Nothing outside the range below should be printed. Output exactly the lines from the line with "Target: aircraft tire" to the line with "Target: landing gear wheel", both included.
Extracted records Block Start
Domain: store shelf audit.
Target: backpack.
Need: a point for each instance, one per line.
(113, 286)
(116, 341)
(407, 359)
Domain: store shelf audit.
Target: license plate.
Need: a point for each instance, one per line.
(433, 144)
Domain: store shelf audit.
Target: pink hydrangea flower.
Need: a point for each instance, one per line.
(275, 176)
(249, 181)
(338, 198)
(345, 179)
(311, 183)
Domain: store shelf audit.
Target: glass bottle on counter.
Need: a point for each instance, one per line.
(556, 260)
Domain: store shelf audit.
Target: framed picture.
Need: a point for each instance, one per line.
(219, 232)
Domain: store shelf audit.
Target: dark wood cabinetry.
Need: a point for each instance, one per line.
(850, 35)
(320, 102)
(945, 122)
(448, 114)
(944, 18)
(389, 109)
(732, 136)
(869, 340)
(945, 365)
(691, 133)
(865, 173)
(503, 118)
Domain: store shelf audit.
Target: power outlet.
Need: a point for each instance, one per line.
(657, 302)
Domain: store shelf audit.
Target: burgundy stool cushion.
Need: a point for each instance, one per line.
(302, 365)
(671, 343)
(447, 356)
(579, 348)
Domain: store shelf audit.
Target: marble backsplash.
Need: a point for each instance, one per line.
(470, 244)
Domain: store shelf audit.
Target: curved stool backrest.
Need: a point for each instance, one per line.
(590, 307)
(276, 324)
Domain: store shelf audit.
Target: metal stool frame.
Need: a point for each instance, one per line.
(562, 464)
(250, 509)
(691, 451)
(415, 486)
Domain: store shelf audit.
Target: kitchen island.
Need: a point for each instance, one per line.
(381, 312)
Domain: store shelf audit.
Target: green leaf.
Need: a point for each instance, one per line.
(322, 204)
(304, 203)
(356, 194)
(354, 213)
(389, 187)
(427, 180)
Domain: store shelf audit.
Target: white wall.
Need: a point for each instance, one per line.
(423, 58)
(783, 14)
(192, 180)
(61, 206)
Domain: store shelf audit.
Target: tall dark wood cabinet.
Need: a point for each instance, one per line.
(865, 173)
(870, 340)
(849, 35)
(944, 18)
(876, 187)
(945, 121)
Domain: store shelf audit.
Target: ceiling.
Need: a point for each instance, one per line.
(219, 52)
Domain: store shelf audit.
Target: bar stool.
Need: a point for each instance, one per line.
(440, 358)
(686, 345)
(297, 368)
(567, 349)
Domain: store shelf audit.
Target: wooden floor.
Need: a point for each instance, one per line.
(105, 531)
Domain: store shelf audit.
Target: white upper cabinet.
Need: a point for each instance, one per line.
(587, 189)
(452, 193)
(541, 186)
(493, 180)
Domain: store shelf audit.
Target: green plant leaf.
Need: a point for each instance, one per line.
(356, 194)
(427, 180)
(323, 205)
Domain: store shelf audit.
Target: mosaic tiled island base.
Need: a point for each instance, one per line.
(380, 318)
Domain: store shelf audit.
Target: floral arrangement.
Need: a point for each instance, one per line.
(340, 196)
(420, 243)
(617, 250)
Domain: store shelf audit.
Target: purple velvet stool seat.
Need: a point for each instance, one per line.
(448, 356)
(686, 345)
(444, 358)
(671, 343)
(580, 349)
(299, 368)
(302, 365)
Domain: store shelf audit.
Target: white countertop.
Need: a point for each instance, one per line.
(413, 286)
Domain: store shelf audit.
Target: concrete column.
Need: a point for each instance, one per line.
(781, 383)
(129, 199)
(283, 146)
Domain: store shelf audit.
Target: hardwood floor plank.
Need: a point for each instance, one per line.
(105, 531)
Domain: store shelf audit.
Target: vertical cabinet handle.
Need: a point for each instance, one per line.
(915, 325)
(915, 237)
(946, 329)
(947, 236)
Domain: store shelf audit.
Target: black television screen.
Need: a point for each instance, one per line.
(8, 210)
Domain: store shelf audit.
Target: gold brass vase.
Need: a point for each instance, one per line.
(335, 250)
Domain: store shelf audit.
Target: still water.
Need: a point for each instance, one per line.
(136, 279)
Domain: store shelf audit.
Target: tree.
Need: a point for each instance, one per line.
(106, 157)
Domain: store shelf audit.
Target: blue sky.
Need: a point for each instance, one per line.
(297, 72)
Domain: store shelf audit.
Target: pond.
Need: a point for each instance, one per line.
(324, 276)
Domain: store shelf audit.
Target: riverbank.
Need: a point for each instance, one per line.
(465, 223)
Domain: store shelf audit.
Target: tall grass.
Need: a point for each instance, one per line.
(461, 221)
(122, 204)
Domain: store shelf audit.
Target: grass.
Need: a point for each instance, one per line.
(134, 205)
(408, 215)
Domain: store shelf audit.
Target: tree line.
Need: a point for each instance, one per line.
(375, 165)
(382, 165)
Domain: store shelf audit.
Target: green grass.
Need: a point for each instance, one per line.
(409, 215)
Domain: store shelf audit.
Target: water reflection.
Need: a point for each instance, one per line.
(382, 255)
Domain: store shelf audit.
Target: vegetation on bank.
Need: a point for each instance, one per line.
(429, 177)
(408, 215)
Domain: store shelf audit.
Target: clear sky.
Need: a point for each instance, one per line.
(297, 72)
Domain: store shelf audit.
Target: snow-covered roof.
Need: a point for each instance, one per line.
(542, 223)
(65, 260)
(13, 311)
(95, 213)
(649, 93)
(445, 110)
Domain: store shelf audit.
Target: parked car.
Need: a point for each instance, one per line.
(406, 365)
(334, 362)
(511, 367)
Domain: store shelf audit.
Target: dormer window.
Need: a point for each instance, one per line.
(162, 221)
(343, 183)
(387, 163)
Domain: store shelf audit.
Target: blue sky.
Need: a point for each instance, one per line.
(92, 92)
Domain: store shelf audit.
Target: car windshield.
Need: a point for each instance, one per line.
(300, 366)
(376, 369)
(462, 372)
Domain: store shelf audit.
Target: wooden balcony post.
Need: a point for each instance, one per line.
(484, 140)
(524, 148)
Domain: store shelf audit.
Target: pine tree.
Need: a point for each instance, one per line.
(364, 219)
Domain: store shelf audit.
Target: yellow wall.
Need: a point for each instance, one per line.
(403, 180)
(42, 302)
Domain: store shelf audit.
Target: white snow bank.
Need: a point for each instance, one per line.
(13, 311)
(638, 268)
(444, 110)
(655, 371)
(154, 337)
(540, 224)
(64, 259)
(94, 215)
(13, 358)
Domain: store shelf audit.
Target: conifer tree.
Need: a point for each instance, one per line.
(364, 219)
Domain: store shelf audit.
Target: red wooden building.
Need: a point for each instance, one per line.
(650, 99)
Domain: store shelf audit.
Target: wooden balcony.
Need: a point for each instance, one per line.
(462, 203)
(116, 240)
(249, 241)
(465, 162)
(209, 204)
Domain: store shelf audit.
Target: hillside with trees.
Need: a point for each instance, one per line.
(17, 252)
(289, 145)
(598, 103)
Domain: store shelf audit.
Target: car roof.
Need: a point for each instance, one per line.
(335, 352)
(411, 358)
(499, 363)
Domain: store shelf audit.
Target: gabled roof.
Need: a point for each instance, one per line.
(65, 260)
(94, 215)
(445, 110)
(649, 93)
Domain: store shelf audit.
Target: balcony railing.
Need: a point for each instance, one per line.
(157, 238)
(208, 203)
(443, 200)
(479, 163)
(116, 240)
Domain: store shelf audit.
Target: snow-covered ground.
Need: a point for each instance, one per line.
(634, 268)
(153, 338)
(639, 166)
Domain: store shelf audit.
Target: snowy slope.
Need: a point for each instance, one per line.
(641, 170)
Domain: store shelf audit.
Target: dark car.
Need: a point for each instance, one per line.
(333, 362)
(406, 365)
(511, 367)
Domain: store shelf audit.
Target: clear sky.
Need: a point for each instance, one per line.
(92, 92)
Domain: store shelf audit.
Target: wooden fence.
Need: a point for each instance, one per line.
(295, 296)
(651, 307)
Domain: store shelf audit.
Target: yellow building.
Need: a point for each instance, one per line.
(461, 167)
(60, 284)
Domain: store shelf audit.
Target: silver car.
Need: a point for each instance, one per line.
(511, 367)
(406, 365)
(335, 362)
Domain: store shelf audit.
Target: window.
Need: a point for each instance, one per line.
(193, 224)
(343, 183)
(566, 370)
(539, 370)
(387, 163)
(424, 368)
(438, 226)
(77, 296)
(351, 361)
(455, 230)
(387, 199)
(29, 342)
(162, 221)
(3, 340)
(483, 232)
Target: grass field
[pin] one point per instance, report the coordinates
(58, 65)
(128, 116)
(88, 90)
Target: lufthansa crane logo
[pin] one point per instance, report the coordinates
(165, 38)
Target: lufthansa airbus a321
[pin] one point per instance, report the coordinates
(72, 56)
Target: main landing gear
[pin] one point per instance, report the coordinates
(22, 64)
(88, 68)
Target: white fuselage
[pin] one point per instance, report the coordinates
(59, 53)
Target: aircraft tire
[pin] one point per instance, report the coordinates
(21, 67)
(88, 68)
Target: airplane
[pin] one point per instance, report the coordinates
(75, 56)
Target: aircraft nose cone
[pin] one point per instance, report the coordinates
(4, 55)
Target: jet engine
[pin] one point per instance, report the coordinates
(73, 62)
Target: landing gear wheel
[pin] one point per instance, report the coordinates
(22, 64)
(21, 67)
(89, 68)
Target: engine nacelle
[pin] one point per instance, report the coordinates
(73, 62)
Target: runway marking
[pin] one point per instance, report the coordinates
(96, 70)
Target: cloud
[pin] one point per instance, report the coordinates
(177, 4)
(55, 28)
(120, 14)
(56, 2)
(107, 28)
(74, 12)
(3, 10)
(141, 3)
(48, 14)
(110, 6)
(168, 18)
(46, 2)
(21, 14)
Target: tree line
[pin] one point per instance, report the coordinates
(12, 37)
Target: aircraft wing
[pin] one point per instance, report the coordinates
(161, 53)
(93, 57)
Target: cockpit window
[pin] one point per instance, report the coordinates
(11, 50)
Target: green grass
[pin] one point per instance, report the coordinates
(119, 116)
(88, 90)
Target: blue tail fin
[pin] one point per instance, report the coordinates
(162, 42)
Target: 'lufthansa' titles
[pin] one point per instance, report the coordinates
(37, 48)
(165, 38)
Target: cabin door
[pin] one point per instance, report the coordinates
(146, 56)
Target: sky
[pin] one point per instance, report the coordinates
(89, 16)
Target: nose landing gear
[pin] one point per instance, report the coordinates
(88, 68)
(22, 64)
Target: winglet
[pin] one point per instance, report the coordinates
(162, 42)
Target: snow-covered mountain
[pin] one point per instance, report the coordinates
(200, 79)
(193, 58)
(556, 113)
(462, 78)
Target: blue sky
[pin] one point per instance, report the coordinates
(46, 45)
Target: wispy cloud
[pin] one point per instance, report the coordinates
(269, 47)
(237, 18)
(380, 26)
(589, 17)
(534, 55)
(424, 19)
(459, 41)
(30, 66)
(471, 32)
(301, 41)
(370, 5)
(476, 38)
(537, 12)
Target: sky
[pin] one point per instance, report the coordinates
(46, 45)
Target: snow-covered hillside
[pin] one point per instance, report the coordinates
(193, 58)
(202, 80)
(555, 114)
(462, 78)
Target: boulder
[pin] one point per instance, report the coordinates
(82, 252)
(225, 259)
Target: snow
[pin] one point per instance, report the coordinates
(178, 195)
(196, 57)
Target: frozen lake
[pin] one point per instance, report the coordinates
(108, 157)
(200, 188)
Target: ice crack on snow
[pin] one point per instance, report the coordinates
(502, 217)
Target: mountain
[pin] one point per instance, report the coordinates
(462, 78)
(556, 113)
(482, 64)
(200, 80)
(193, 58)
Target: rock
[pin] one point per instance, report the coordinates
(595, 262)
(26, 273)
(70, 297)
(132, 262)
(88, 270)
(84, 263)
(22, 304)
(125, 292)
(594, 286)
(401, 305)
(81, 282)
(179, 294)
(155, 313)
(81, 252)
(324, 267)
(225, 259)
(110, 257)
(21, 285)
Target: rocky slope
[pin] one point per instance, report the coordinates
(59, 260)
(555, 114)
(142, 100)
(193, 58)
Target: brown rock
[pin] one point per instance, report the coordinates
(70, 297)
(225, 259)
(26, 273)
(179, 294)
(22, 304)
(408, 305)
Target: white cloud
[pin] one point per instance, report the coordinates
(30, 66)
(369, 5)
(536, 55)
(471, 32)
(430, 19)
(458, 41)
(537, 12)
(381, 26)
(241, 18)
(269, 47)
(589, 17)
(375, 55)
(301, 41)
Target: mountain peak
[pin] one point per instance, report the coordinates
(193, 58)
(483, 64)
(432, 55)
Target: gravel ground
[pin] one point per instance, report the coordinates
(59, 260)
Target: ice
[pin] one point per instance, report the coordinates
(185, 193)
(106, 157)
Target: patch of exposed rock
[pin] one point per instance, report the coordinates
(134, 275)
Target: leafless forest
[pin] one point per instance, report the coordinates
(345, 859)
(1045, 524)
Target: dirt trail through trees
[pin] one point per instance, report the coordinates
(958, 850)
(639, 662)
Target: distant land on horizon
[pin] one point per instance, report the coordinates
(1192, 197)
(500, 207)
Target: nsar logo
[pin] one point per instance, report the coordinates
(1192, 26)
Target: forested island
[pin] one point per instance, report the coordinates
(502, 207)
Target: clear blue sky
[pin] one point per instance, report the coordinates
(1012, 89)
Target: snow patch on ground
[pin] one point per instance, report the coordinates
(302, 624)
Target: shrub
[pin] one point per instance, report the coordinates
Extracted records Block End
_Written solution_.
Target: aircraft tire
[pin] one point per instance, report the coordinates
(21, 67)
(88, 68)
Target: airplane
[pin] one point per instance, report the coordinates
(75, 56)
Target: aircraft nose cone
[pin] one point per instance, report the coordinates
(4, 55)
Target: jet engine
[pin] one point per instance, report the coordinates
(73, 62)
Target: landing gear wheel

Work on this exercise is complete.